Directions for this task - How many lines in the material below contain the string "shirt"? Reply with the number alone.

Part of a data file -
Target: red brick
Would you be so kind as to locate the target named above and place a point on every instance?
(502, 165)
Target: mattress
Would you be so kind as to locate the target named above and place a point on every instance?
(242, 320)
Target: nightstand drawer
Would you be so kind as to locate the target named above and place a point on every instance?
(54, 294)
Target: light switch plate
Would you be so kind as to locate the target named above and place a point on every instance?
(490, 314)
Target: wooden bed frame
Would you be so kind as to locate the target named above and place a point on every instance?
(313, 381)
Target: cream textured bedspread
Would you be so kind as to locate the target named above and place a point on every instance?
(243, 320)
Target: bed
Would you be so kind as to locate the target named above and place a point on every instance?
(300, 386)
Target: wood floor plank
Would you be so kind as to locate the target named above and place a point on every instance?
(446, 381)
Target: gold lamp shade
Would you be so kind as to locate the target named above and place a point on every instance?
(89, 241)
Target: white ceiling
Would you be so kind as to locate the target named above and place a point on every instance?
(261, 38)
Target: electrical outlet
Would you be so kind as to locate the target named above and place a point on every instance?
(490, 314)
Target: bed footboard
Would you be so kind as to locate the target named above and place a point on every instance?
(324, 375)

* * *

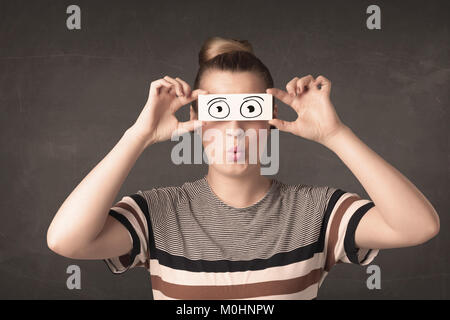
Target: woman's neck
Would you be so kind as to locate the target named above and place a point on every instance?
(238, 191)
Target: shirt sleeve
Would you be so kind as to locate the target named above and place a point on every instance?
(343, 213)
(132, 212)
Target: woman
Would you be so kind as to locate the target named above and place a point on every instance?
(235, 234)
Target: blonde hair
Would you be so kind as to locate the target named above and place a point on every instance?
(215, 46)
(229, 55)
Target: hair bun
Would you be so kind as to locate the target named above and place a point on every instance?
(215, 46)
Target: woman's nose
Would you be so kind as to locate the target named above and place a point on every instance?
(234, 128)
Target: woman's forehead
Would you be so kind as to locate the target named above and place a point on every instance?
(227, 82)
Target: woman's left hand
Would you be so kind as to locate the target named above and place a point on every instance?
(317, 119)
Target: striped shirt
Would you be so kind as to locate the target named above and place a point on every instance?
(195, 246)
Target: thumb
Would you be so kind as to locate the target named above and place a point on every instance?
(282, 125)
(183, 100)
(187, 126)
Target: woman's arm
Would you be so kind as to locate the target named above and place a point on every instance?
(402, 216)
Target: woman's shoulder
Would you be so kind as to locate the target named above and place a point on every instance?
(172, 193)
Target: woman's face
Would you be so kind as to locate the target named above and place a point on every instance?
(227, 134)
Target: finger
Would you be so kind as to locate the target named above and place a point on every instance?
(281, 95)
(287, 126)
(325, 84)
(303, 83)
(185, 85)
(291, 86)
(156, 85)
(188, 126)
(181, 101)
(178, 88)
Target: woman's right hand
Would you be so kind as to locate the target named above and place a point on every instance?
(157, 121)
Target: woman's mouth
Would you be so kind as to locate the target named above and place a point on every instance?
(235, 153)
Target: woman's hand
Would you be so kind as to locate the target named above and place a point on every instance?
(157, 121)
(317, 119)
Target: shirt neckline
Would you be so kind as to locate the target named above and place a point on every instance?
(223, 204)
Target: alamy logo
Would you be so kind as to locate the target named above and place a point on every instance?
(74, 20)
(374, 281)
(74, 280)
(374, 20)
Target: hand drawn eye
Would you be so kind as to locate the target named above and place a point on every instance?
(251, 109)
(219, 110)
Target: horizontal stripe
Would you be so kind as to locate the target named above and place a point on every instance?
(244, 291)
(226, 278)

Exercise answer - 3